#### [Problem]
Can you return every line of the material below, unchanged and in order, leaving the pictures out?

#### [Records for the exercise]
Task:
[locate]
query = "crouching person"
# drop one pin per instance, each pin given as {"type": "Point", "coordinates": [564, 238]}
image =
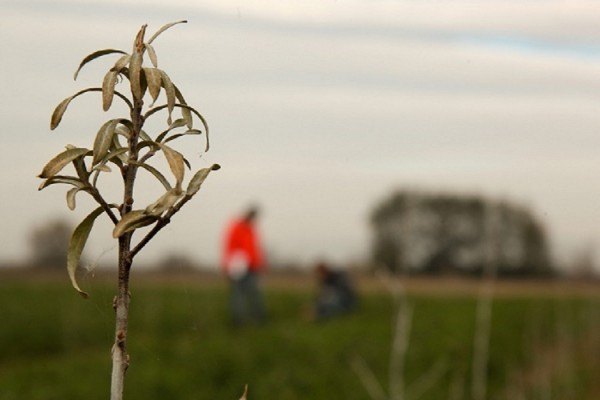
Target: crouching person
{"type": "Point", "coordinates": [336, 295]}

#### [Written answer]
Task:
[locate]
query = "crouching person"
# drop one pin per instance, each pin given as {"type": "Point", "coordinates": [564, 238]}
image =
Target: crouching person
{"type": "Point", "coordinates": [336, 295]}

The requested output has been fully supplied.